┏━━

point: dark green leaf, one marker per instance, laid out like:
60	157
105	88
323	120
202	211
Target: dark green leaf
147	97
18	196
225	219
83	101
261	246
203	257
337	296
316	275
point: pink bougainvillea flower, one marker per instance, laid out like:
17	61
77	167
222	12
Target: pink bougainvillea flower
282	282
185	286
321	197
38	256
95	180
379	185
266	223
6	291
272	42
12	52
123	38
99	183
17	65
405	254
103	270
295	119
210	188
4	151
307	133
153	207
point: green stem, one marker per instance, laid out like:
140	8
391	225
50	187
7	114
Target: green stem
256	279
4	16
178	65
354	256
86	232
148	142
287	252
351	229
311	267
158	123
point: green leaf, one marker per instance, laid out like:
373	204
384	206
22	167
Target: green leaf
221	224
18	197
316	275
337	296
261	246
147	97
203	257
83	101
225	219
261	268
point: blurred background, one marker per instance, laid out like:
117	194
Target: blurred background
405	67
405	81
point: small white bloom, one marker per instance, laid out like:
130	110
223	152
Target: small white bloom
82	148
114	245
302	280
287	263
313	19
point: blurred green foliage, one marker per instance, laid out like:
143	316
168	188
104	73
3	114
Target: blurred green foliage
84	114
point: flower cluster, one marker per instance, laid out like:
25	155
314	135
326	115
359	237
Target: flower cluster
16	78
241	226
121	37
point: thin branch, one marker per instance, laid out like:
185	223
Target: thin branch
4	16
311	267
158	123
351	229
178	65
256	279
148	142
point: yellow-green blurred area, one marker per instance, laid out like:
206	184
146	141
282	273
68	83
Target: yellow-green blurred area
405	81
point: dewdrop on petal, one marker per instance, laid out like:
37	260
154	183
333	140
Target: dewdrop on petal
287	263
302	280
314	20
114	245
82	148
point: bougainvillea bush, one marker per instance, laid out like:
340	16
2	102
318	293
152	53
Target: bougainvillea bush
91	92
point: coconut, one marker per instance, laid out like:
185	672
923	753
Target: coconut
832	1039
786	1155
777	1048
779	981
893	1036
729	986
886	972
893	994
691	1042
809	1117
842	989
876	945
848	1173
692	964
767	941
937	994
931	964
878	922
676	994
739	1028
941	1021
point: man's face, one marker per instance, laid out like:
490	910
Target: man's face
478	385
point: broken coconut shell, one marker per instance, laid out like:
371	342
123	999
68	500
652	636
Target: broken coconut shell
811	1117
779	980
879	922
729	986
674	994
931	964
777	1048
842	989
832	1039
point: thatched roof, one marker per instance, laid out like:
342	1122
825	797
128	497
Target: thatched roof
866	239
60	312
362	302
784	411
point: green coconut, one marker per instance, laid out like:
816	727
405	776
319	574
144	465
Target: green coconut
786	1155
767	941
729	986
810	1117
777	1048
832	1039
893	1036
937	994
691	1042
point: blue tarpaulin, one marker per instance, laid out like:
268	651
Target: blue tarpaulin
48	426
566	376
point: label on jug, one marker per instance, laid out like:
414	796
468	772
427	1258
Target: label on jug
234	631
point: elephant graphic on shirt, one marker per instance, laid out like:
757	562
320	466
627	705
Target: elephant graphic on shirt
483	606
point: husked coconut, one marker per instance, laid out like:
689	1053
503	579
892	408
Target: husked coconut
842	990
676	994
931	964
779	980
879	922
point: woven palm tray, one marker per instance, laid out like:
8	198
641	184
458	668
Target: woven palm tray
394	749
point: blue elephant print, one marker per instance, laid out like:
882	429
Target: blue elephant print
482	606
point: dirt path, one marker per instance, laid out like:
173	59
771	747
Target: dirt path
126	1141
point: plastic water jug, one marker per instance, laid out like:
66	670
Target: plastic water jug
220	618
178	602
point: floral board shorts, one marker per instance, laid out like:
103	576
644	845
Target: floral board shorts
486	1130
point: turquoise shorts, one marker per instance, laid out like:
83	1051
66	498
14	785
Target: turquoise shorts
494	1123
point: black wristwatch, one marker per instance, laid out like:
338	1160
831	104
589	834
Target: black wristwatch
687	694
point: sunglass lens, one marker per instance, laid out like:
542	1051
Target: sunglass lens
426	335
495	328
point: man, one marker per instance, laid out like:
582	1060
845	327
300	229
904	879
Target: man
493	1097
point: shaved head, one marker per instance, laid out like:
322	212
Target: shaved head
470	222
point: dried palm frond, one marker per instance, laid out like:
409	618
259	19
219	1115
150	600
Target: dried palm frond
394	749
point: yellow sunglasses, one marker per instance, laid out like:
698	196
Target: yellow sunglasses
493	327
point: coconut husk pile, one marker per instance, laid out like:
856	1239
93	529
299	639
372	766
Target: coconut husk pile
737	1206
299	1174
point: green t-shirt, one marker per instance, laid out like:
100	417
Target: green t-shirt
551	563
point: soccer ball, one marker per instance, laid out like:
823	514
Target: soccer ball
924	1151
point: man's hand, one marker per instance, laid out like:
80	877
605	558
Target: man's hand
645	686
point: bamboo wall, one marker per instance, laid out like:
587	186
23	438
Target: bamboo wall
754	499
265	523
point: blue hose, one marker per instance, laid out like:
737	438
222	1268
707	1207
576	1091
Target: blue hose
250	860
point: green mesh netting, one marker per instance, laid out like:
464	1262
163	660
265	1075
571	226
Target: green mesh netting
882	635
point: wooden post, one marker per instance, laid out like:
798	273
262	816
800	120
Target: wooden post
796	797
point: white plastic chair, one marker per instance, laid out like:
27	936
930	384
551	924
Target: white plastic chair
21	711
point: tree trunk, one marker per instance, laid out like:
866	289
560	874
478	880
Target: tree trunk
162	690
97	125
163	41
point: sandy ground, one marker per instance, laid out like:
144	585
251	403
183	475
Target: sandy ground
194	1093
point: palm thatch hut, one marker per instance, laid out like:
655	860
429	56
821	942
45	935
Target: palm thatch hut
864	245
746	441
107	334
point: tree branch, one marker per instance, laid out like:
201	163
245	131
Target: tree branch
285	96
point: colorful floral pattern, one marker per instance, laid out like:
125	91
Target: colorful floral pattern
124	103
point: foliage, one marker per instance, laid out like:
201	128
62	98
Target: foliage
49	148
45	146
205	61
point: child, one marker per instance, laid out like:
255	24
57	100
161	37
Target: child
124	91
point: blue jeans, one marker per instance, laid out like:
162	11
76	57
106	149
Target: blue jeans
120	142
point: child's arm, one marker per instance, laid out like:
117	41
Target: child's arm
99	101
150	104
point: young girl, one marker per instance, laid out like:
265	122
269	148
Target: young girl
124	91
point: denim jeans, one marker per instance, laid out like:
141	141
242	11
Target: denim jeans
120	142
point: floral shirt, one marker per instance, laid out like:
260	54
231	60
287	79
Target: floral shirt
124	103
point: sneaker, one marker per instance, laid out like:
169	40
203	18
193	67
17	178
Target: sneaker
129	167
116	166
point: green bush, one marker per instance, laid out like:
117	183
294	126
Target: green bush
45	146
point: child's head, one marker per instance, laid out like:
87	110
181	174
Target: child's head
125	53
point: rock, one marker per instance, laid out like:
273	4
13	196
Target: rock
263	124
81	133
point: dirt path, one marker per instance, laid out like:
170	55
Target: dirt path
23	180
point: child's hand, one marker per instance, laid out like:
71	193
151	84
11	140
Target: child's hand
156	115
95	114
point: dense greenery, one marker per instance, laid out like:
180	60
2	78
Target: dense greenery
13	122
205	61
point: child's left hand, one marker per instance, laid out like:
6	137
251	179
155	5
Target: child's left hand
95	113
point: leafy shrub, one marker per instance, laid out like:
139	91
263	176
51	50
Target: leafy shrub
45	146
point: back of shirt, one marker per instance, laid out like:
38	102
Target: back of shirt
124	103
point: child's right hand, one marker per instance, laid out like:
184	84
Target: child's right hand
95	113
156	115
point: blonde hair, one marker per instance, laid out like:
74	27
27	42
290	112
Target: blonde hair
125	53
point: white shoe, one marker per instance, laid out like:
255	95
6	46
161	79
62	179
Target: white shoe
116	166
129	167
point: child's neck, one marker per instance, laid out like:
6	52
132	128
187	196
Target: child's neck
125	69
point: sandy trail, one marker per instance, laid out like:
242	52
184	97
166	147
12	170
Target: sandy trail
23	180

┗━━

PROBLEM DETAILS
Transcribe the entries from the line that contains "point: white shoe, one" through the end of the entries, reproducing each line unchanged.

FULL ANSWER
point: white shoe, one marker per instance, laid out like:
255	95
6	46
161	79
62	179
Target: white shoe
116	166
129	167
point: child's neck, one marker per instance, laid out like:
6	52
132	128
187	196
Target: child's neck
125	69
point: sandy trail, one marker per instance, laid out like:
242	52
184	97
166	147
12	170
Target: sandy trail
23	180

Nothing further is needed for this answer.